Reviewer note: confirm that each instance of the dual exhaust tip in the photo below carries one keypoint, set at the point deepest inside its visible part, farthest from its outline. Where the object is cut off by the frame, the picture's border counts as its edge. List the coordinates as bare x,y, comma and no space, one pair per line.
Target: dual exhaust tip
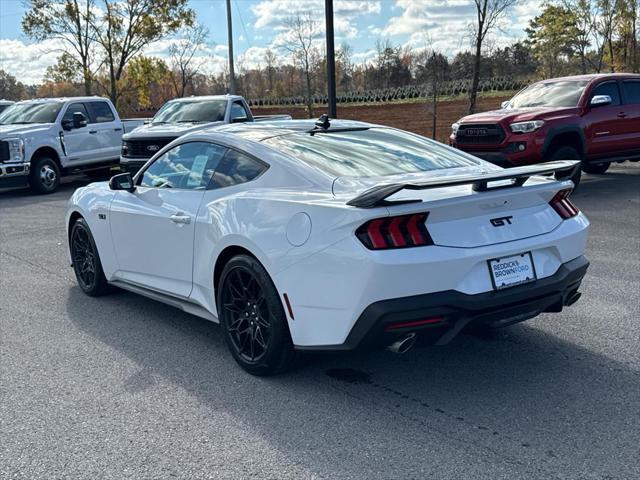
403,344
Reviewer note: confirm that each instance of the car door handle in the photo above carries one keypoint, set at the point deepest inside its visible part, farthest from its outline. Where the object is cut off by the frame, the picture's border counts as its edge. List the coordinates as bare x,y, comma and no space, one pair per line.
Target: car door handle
180,218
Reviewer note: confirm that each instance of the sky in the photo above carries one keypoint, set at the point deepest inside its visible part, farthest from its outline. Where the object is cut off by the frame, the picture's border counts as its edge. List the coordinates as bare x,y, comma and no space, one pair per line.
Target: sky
259,24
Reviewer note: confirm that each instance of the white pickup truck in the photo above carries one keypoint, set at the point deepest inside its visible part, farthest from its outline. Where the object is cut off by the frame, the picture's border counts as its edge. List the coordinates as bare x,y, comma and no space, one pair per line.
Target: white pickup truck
180,116
42,140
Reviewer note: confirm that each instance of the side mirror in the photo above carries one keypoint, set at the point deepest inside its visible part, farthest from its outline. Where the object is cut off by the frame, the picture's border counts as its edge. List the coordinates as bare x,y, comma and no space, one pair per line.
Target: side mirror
122,181
79,120
600,100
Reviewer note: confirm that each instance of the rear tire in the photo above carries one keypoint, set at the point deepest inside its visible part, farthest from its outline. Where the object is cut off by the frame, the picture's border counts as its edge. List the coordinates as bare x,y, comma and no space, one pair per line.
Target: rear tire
252,318
567,153
44,176
596,168
86,261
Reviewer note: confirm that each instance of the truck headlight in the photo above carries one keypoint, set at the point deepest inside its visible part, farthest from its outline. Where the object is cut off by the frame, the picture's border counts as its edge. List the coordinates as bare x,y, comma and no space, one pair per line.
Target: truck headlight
16,149
526,127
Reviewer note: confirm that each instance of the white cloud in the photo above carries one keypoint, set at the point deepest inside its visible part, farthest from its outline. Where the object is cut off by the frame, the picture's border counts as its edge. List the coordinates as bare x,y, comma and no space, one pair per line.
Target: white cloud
28,62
☆ ☆ ☆
→ What you need to do
Convert all of the data above into a Markdown table with two columns, No. and Entry, giving each non-blank line its own numbered row. Omit the pictures.

→ Written reply
| No. | Entry |
|---|---|
| 1 | Reviewer note: confirm that each instance of the dual exhaust tip in the photo below carries one keypoint, set at the point deepest inside its visible part, farthest from its outline. Where the object is cut off by the frame, the picture's border counts as its edge. List the coordinates as bare x,y, comma and no space, one pair per line. |
| 2 | Target: dual exhaust tip |
| 3 | 403,344 |
| 4 | Reviewer note: confirm that each instance of the car door handle in the photo above carries one keypoint, set at the point deepest inside its visible part, farthest from its outline. Where the object is cut off by the frame, the picture's border counts as its edge. List the coordinates as bare x,y, comma and no space, one pair per line. |
| 5 | Target: car door handle |
| 6 | 180,218 |
| 7 | Reviewer note: confirm that each instance of the sky in the photo above carries one keypoint, set at the point deepest inside its visible part, farthest from its outline. Where the object is cut off by the frame, the picture's border counts as its edge. List the coordinates as bare x,y, comma and no space, one pair per line. |
| 8 | Target: sky |
| 9 | 259,24 |
| 10 | Reviewer note: confirm that each instance of the white pickup truck in the photo above carries one keypoint, set at the point deepest inside its visible part, farthest from its outline. Where the object is cut off by the frame, the picture's border counts as its edge. List the coordinates as bare x,y, comma and no space, one pair per line. |
| 11 | Target: white pickup truck |
| 12 | 180,116 |
| 13 | 42,140 |
| 14 | Reviewer note: confirm that each instance of the side mirror in the photo above carries one keypoint, set at the point deepest inside its visible part, farthest from its outline. Where the object is cut off by the frame, the picture's border counts as its edge. List the coordinates as bare x,y, comma and no space, one pair per line. |
| 15 | Target: side mirror |
| 16 | 122,181 |
| 17 | 79,120 |
| 18 | 600,100 |
| 19 | Reviewer note: confirm that each instance of the rear tire in the photo above carries one keypoint, set at the point deepest inside its visible part, farthest from its outline. Where the object is cut off by the frame, the picture's border counts as its edge. List the coordinates as bare x,y, comma and no space, one pair per line. |
| 20 | Target: rear tire |
| 21 | 252,318 |
| 22 | 567,153 |
| 23 | 44,176 |
| 24 | 596,168 |
| 25 | 86,261 |
| 26 | Reviewer note: confirm that each instance of the truck headlight in the photo above carries one keypoint, set at the point deepest inside its visible part, farthest from its outline. Where the object is cut off by the frame, the picture's border counts as its edge. List the coordinates as bare x,y, comma and no space, one pair per line. |
| 27 | Target: truck headlight |
| 28 | 16,149 |
| 29 | 526,127 |
| 30 | Reviewer note: confirm that each instance of the white cloud in the photo above carries one keypoint, set at the point deepest inside its visible part, farthest from its outline. Where the object is cut off by the frame, the picture's border counts as its edge. List the coordinates as bare x,y, comma and no space, one pair per line. |
| 31 | Target: white cloud |
| 32 | 28,62 |